## What the task requires:
Render the material from the line containing "Task: annotate every instance of the tattooed" through the end of the material as a Markdown table with two columns, Index for the row number and Content for the line, and leave out any blank lines.

## Dataset content:
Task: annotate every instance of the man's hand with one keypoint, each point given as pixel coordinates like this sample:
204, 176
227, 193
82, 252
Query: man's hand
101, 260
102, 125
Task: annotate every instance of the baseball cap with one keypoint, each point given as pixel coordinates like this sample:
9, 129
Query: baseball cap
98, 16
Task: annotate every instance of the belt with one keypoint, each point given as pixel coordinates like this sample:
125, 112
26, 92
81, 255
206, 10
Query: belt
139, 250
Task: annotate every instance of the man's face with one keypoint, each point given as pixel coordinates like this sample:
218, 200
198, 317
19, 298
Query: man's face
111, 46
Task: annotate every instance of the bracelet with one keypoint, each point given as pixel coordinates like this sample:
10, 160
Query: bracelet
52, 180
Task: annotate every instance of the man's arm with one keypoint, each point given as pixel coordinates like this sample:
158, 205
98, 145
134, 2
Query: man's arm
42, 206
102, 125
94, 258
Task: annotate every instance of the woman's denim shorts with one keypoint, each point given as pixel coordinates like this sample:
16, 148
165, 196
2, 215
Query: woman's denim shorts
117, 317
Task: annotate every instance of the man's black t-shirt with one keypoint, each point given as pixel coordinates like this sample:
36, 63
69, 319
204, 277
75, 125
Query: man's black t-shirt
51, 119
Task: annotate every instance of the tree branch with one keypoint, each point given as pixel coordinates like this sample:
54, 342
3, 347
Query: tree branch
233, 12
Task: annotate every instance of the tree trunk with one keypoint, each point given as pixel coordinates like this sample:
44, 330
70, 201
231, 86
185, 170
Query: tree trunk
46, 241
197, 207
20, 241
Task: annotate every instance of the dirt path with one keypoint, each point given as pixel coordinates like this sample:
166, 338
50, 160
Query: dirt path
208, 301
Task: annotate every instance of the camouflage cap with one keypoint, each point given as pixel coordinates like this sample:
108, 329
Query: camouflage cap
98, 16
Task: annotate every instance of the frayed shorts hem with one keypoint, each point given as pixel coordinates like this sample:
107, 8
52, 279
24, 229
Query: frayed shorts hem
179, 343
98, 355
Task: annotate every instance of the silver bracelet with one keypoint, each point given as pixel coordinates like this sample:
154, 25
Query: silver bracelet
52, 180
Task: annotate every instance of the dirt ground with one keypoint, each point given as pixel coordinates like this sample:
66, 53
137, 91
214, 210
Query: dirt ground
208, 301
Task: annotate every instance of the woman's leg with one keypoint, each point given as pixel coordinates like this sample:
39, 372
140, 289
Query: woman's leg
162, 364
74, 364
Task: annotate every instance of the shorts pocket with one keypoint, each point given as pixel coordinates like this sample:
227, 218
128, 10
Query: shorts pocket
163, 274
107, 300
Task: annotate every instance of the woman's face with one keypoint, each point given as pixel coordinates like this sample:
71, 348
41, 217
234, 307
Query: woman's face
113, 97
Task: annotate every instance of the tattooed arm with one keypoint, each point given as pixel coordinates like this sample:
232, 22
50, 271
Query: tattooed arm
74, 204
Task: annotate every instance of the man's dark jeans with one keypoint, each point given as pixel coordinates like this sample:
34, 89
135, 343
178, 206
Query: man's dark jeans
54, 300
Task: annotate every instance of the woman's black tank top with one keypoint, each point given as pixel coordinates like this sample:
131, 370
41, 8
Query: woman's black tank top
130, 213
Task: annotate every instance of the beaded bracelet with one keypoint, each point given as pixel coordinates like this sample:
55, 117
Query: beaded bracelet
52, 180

## Task response:
| Index | Content |
|---|---|
| 1 | Task: annotate every instance of the tattooed arm with one keypoint, each point given as pixel coordinates like this sample: |
| 2 | 232, 22 |
| 3 | 50, 271 |
| 4 | Query: tattooed arm |
| 5 | 74, 204 |
| 6 | Task: annotate every instance of the man's dark jeans with one keypoint, each point given as pixel coordinates like this sample: |
| 7 | 34, 89 |
| 8 | 135, 343 |
| 9 | 178, 206 |
| 10 | Query: man's dark jeans |
| 11 | 54, 300 |
| 12 | Task: annotate every instance of the woman's black tank top with one keypoint, each point given as pixel coordinates like this sample: |
| 13 | 131, 370 |
| 14 | 41, 8 |
| 15 | Query: woman's black tank top |
| 16 | 130, 213 |
| 17 | Task: annotate every instance of the beaded bracelet with one keypoint, each point given as pixel coordinates like this sample: |
| 18 | 55, 117 |
| 19 | Query: beaded bracelet |
| 20 | 52, 180 |